(Beginning of DATASET RECORDS)

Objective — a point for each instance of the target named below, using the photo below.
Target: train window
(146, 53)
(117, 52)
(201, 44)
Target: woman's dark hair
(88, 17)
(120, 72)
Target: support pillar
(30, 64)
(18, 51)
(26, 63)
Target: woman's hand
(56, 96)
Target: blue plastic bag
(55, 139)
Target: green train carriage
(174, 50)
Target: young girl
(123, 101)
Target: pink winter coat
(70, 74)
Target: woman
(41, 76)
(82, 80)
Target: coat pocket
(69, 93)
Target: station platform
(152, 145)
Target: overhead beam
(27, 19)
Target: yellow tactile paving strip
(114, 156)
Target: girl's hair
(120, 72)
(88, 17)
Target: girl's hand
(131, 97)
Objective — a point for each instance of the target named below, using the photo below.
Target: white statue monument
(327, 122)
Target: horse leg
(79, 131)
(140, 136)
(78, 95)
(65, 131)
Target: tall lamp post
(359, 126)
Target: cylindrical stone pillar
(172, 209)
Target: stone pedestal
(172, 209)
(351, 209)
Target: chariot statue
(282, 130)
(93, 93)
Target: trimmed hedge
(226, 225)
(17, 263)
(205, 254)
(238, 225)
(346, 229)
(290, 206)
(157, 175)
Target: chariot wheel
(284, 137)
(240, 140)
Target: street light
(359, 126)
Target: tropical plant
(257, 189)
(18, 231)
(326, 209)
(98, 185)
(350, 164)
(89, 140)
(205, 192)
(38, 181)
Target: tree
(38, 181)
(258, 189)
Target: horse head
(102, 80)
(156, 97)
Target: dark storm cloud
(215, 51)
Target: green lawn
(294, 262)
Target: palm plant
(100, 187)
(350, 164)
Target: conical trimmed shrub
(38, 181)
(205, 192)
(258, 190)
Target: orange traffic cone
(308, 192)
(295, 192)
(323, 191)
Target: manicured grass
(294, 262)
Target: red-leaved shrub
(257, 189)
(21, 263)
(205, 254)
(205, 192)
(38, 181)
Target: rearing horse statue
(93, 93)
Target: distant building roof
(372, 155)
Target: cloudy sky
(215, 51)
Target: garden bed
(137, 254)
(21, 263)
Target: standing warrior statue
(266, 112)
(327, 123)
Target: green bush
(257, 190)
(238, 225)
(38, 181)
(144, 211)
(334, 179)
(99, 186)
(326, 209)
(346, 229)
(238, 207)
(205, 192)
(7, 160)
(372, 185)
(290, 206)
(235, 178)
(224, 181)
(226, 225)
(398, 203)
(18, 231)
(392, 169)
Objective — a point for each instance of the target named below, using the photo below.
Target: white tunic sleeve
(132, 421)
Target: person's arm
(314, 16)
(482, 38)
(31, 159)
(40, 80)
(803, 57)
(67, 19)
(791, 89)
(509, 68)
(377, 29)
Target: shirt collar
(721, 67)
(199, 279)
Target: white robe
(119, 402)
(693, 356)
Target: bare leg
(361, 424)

(End of DATASET RECORDS)
(Beginning of DATASET RECORDS)

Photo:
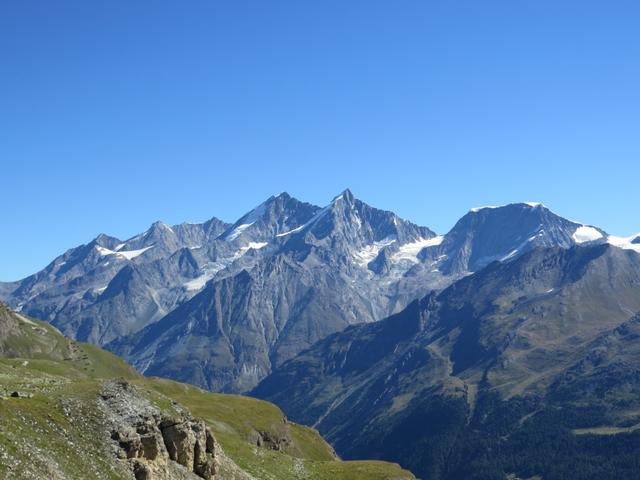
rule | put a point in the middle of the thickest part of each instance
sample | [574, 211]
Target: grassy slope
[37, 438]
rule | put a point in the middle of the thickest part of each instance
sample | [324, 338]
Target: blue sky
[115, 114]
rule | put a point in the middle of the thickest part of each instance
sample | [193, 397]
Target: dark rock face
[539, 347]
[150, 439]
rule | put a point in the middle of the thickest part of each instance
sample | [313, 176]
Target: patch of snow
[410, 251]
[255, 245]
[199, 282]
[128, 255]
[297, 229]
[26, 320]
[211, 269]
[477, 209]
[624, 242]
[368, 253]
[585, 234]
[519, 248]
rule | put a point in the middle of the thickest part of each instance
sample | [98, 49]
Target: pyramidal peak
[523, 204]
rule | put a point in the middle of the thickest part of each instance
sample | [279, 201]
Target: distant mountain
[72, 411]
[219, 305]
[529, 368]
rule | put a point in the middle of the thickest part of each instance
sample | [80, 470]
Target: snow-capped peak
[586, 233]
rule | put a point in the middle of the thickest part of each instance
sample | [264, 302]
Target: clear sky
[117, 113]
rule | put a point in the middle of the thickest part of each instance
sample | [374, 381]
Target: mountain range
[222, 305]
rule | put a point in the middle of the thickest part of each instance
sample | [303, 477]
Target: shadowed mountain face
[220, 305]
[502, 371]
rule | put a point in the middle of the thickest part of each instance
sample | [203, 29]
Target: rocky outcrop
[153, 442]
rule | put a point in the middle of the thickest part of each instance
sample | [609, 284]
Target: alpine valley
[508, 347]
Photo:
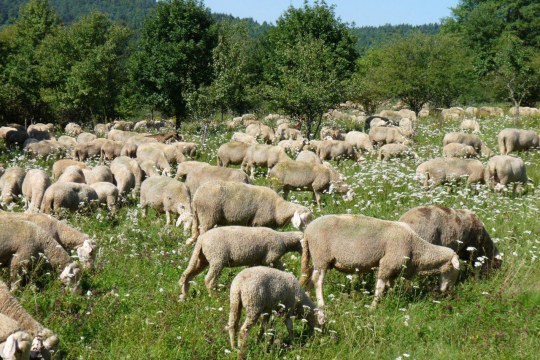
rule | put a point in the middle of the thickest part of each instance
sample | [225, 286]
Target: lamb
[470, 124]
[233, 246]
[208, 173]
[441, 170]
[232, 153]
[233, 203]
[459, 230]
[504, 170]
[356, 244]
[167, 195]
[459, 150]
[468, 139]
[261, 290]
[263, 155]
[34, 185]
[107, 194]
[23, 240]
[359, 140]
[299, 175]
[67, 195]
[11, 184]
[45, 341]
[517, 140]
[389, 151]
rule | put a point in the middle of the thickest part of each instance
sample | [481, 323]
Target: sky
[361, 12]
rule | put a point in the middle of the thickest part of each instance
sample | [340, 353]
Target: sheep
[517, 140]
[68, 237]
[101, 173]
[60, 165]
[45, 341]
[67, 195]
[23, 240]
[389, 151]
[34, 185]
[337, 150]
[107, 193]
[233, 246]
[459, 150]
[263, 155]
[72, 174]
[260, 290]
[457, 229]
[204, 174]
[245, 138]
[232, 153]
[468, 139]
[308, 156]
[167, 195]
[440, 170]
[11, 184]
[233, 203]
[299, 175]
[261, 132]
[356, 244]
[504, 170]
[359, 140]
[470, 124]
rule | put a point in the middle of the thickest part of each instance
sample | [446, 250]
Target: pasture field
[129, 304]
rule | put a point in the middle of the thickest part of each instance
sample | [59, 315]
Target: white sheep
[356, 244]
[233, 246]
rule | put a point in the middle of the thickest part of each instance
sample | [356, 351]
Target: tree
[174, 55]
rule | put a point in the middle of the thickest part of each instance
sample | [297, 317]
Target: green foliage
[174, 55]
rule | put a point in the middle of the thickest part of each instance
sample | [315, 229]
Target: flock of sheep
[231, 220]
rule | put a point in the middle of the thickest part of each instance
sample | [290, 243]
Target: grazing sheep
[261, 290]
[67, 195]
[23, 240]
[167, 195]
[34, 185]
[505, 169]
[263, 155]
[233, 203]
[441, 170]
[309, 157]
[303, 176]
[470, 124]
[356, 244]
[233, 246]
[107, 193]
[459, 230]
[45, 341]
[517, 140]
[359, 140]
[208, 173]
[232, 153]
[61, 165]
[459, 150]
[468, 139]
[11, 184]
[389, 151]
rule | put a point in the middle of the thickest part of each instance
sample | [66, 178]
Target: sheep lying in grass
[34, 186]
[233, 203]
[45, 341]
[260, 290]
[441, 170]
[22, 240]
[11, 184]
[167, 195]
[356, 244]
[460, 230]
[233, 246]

(End of DATASET RECORDS)

◆ **PROBLEM**
Starting at the line above that contains "Target: flock of sheep", repeat each line exactly up to and including the line that contains "sample | [290, 243]", and stop there.

◆ **ANSWER TO THE PROBLEM**
Target: flock of sheep
[231, 220]
rule | put a point in the middle of the thickest part of each instance
sample | [290, 243]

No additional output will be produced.